Exercise inputs:
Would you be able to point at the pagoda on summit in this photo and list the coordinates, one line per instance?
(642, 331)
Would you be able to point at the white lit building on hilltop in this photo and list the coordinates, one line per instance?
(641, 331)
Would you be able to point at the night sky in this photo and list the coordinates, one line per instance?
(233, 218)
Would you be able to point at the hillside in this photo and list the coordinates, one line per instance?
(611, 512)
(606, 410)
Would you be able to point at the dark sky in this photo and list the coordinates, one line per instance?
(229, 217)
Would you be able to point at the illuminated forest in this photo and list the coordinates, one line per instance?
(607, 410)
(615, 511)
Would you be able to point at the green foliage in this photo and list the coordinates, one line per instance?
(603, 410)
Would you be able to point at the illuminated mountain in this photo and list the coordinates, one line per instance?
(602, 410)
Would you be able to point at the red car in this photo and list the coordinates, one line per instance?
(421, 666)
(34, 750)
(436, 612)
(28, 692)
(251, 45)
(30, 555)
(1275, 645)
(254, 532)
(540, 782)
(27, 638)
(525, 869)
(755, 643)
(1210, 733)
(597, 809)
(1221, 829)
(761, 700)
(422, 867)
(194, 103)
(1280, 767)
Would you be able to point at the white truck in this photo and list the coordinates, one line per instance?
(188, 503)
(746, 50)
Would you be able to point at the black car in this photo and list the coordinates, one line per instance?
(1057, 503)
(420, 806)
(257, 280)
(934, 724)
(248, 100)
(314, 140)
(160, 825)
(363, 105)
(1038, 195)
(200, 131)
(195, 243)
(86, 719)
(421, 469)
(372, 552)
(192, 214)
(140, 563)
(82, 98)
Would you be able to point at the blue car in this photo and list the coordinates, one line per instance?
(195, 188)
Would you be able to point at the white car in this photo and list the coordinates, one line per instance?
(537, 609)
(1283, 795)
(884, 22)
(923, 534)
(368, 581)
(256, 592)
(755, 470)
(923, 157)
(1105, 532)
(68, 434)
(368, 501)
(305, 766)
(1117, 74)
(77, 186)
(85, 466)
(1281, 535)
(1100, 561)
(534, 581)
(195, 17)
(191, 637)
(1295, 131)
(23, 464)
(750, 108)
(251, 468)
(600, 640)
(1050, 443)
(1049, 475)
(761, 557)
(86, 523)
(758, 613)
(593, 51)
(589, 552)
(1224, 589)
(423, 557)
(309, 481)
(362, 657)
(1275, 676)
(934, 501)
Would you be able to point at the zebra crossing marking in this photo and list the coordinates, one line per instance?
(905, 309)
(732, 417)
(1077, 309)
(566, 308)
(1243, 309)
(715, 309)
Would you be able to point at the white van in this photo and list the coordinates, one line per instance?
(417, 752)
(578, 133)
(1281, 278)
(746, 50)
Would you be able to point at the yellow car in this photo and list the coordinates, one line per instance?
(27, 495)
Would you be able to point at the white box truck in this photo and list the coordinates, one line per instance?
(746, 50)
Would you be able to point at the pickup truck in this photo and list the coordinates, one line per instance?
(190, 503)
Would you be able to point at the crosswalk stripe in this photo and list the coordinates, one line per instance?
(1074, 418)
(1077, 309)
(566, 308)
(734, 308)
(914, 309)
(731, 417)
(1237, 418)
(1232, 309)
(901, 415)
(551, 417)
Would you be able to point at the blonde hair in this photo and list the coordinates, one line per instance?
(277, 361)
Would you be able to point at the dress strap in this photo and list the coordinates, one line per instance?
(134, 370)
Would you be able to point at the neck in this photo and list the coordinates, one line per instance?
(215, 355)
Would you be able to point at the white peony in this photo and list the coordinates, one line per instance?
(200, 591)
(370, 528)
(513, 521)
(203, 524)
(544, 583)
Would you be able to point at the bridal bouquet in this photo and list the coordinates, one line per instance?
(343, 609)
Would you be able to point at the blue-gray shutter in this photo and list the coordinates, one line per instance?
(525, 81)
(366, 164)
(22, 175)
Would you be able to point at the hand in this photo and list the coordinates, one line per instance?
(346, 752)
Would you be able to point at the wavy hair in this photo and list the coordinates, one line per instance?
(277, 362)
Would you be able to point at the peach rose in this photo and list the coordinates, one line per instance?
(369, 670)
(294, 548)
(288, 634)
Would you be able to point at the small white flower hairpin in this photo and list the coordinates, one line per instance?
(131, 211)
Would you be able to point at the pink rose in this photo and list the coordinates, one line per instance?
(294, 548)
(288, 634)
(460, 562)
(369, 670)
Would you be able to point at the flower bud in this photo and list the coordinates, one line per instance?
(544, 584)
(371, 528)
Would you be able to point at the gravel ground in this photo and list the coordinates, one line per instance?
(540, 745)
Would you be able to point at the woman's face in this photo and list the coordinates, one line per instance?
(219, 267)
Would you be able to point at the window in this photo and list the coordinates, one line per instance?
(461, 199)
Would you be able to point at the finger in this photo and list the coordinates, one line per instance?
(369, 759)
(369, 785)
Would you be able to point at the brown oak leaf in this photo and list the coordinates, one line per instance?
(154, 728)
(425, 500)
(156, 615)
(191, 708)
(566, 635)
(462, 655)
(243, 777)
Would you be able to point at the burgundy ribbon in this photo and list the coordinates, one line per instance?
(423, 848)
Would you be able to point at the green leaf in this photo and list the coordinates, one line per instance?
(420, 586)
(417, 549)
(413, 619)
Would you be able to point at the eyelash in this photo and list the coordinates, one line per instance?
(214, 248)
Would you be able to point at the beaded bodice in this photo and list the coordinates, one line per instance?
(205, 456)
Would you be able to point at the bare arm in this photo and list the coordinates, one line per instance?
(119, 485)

Problem to work on: All of the lines above should be returned exactly as written.

Answer for the task:
Would you be able to point at the pagoda on summit in this photo and list the coordinates, one line per instance?
(642, 331)
Would you be able to point at the white lit building on hilltop in this photo and list the coordinates, one line per instance?
(641, 331)
Would you be able to point at the night sky in this photo and list the coordinates, one line per instance?
(233, 218)
Would you be able to point at the hillside in this photo and list the coordinates, one line per instance?
(611, 512)
(606, 410)
Would you be able to point at the dark sky in this photo and list the coordinates, one line per instance?
(229, 217)
Would you be able to point at the illuminated forest in this photo and list the coordinates, one line per instance?
(607, 410)
(615, 511)
Would you be able to point at the green foliage in this photo and list the coordinates, one line per instance?
(603, 410)
Would you be able to point at the illuminated mountain in this photo and list the coordinates, one line per instance?
(602, 410)
Would you be able to point at the red car in this photo and list the coordinates, one line per instance?
(421, 666)
(34, 750)
(436, 612)
(28, 692)
(251, 45)
(30, 555)
(1275, 645)
(254, 532)
(540, 782)
(27, 638)
(525, 869)
(755, 643)
(1210, 733)
(597, 809)
(1221, 829)
(761, 700)
(422, 867)
(194, 103)
(1280, 767)
Would you be able to point at the white truck in this photo and list the coordinates, one line per instance?
(188, 503)
(746, 50)
Would you be able to point at the black car in this photo and list the coordinates, one line per instance?
(1057, 503)
(420, 806)
(257, 280)
(934, 724)
(248, 100)
(314, 140)
(160, 825)
(363, 105)
(1038, 195)
(200, 131)
(195, 243)
(86, 719)
(421, 469)
(372, 552)
(192, 214)
(140, 563)
(82, 98)
Would you be able to point at the blue car in this photo and list the coordinates, one line per instance?
(195, 188)
Would you be able to point at the white car in this photo and list the coordinates, one line per instance?
(537, 609)
(1283, 795)
(884, 22)
(923, 534)
(368, 581)
(256, 592)
(755, 470)
(923, 157)
(1105, 532)
(68, 434)
(368, 501)
(305, 766)
(1117, 74)
(77, 186)
(85, 466)
(1281, 535)
(1100, 561)
(534, 581)
(195, 17)
(191, 637)
(1295, 131)
(23, 464)
(750, 108)
(251, 468)
(600, 640)
(1050, 443)
(1049, 475)
(761, 557)
(86, 523)
(758, 613)
(593, 51)
(589, 552)
(1224, 589)
(423, 557)
(309, 481)
(362, 657)
(1275, 676)
(934, 501)
Would you be able to point at the zebra crossing marking in this photo and list the coordinates, one line per instance?
(905, 309)
(732, 417)
(1077, 309)
(566, 308)
(1243, 309)
(715, 309)
Would you be able to point at the white van in this photo and list the coordinates, one line per instance?
(417, 752)
(578, 133)
(1281, 278)
(746, 50)
Would you be able to point at the yellow car in this photo and list the coordinates, one line per instance?
(27, 495)
Would you be able to point at the white box truck in this photo and list the coordinates, one line per instance?
(746, 50)
Would you be able to point at the pickup truck in this photo and list the coordinates, one line per instance?
(190, 503)
Would you be able to point at the crosswalk stripe in this photo and list the coordinates, one line per instance?
(1074, 418)
(1077, 309)
(566, 308)
(734, 308)
(914, 309)
(731, 417)
(1237, 418)
(1232, 309)
(901, 415)
(551, 417)
Would you be able to point at the blonde hair in this photo and list the coordinates, one line per instance?
(277, 361)
Would you be able to point at the dress strap in this photo and list the coordinates, one line per instance?
(134, 370)
Would you be able to point at the neck in this photo and list the coordinates, one line per instance?
(215, 355)
Would you be able to point at the white peony in this photo and list the coordinates, one line per instance?
(200, 591)
(370, 528)
(513, 521)
(203, 524)
(544, 583)
Would you be able to point at the bridal bouquet in this photo and list the coordinates, one line per instance?
(343, 609)
Would you be able to point at the blue-gray shutter in this photo and list the coordinates, one line per instance?
(525, 81)
(366, 164)
(22, 175)
Would you be able to point at the hand in this photo and list the coordinates, one line per instance?
(346, 752)
Would you be able to point at the wavy hair in this photo and list the coordinates, one line per instance?
(277, 362)
Would you be able to point at the peach rose in this photo and list the coordinates, one line per instance?
(369, 670)
(294, 548)
(288, 634)
Would you be able to point at the small white flower hairpin in this photo and list the coordinates, one line per instance?
(131, 211)
Would you be able to point at the pink rose in this photo and list the coordinates, one line per instance?
(294, 548)
(288, 634)
(460, 562)
(369, 670)
Would you be able to point at the flower bud in this photo and list the coordinates, one line per instance?
(544, 584)
(371, 528)
Would you be able to point at the gravel ground in this photo and list the coordinates, one line per instance?
(540, 745)
Would you be able to point at the woman's face in this photo and list the coordinates, one line per instance?
(219, 267)
Would you be able to point at the window in this photo and list the coordinates, one line per instance?
(461, 199)
Would you be able to point at the finger in this photo and list the coordinates, one line per instance?
(369, 759)
(369, 785)
Would you be able to point at the brown oak leaf in this photo and list the coordinates, one line per instance?
(154, 728)
(425, 500)
(156, 615)
(191, 708)
(566, 635)
(462, 655)
(243, 777)
Would you be able to point at the burgundy ribbon in this photo and list the coordinates, one line per instance?
(423, 848)
Would you be able to point at the green leaf in this photo and list the coordinates, one line per instance?
(420, 586)
(417, 549)
(413, 619)
Would you be able to point at the eyelash in this photo and list the coordinates, one line per instance?
(214, 248)
Would you be able to point at the beaded bodice in this photo and list the coordinates, one line per instance?
(205, 456)
Would you be able to point at the bare arm in this photo and list the coordinates, one line per instance?
(119, 485)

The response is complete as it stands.